_Stated exercise a_
What sources of violence does the passage about Haim Abraham's memoir name as a recurring theme of his early years? List every one.

_Text to read_
——————————

Haim Abraham, born in 1897 in Turkmenistan, wrote out his memoir in a spiral-bound notebook covering a period of ninety years. After he passed away in 1999, the journal was discovered in his home, written in an ancient language: Judeo-Farsi. Years later, the journals were translated, unearthing a time capsule nearly lost.

The former years of Abraham's life had a recurrent theme of Russian Tsarist, Bolshevik, and Soviet violence, which heavily affected his family's viability. Abraham's family were not nationals anywhere. They were forced to move from country to country in search of religious freedom and the economic opportunities that often went hand in hand as merchant class Jews. What Abraham did have, which was central to his endurance, was a community of relatives and friends in every city he traveled. The mutual responsibility inherent within the Jewish community was essential to establishing worldwide business ties and mobility.

——————————

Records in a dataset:
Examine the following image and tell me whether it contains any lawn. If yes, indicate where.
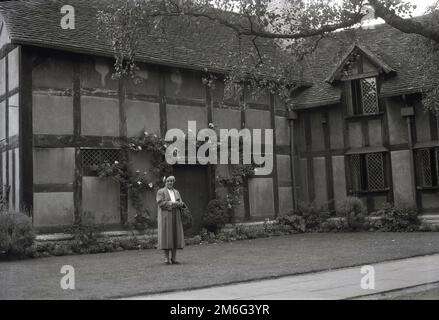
[0,232,439,299]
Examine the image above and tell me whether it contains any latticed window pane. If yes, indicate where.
[418,149,433,187]
[350,154,361,191]
[360,78,379,114]
[349,153,386,192]
[366,153,385,190]
[82,149,121,168]
[417,149,439,187]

——————————

_Stated exercise b_
Could you transcribe the records word for word, starting with their first line and going on through the line with "[0,232,439,299]", including both ends and leaving the pictures out?

_Correct output a_
Russian Tsarist, Bolshevik, Soviet

_Correct output b_
Examine the following image and tell me whether it contains any lawn. If yes, indicate where.
[0,232,439,299]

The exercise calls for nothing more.